begin

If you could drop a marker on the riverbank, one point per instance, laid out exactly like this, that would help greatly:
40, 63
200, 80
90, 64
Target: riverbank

end

● Short exercise:
Copy these rows word for word.

● Expected output:
If you could drop a marker on the riverbank, one point per instance, laid out exactly like this, that would help greatly:
40, 63
200, 80
90, 64
Target: riverbank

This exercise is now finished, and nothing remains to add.